# [Exercise]
Copy out the lines below, starting with the line that contains "Could you please locate the football" and continuing through the end of the items, with both ends included.

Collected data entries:
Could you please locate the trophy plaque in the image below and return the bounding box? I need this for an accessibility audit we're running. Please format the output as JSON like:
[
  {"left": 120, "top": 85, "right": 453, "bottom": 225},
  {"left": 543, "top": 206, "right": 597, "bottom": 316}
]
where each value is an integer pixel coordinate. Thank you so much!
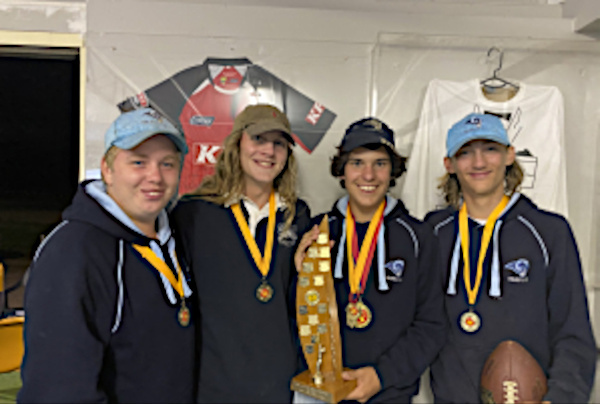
[{"left": 291, "top": 215, "right": 356, "bottom": 403}]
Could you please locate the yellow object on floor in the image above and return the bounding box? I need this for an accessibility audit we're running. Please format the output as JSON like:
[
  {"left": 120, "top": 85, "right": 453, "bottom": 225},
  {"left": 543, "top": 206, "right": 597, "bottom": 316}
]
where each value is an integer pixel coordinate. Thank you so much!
[
  {"left": 0, "top": 317, "right": 25, "bottom": 373},
  {"left": 0, "top": 370, "right": 21, "bottom": 404}
]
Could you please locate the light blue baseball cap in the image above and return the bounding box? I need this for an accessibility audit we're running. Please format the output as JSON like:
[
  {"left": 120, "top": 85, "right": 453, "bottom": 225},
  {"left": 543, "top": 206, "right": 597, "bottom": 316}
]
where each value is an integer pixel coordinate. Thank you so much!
[
  {"left": 446, "top": 114, "right": 510, "bottom": 157},
  {"left": 104, "top": 108, "right": 188, "bottom": 155}
]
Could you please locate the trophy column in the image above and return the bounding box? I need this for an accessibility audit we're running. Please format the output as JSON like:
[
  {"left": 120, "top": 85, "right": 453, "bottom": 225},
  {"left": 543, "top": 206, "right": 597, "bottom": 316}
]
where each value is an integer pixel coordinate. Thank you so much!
[{"left": 291, "top": 215, "right": 356, "bottom": 403}]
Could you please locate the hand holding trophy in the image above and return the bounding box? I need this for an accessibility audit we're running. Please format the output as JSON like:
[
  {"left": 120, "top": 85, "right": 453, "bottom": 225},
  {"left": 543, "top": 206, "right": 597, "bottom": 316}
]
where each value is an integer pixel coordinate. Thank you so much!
[{"left": 291, "top": 216, "right": 356, "bottom": 403}]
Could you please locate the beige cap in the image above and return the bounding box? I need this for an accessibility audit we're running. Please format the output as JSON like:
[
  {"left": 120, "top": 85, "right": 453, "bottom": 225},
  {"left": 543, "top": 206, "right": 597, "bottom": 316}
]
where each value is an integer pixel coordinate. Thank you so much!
[{"left": 233, "top": 104, "right": 296, "bottom": 145}]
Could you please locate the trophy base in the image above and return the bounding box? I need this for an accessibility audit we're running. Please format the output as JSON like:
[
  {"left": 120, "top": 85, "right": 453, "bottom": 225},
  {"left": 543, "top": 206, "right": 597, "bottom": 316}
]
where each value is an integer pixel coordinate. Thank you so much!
[{"left": 291, "top": 370, "right": 356, "bottom": 404}]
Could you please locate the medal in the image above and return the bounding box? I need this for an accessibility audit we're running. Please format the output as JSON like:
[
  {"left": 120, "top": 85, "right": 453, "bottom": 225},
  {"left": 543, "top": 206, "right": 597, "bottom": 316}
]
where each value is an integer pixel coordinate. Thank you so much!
[
  {"left": 356, "top": 299, "right": 373, "bottom": 328},
  {"left": 458, "top": 310, "right": 481, "bottom": 334},
  {"left": 231, "top": 191, "right": 278, "bottom": 303},
  {"left": 346, "top": 199, "right": 385, "bottom": 328},
  {"left": 346, "top": 299, "right": 373, "bottom": 328},
  {"left": 177, "top": 300, "right": 190, "bottom": 327},
  {"left": 458, "top": 195, "right": 509, "bottom": 333},
  {"left": 133, "top": 244, "right": 190, "bottom": 327},
  {"left": 256, "top": 279, "right": 273, "bottom": 303},
  {"left": 346, "top": 302, "right": 358, "bottom": 328}
]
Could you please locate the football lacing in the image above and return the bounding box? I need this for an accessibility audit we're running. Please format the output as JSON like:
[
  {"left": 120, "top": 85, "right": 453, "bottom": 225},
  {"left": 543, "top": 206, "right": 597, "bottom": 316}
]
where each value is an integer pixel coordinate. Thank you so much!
[{"left": 502, "top": 380, "right": 519, "bottom": 404}]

# [Result of this task]
Could you please locate the football lacing in the image above and return the bounding box? I need this for an accessibility audit we're running. Please format the output as JSON like:
[
  {"left": 120, "top": 85, "right": 453, "bottom": 225},
  {"left": 543, "top": 206, "right": 597, "bottom": 316}
]
where each value is an integer pixel coordinate. Thank you so much!
[{"left": 502, "top": 380, "right": 519, "bottom": 404}]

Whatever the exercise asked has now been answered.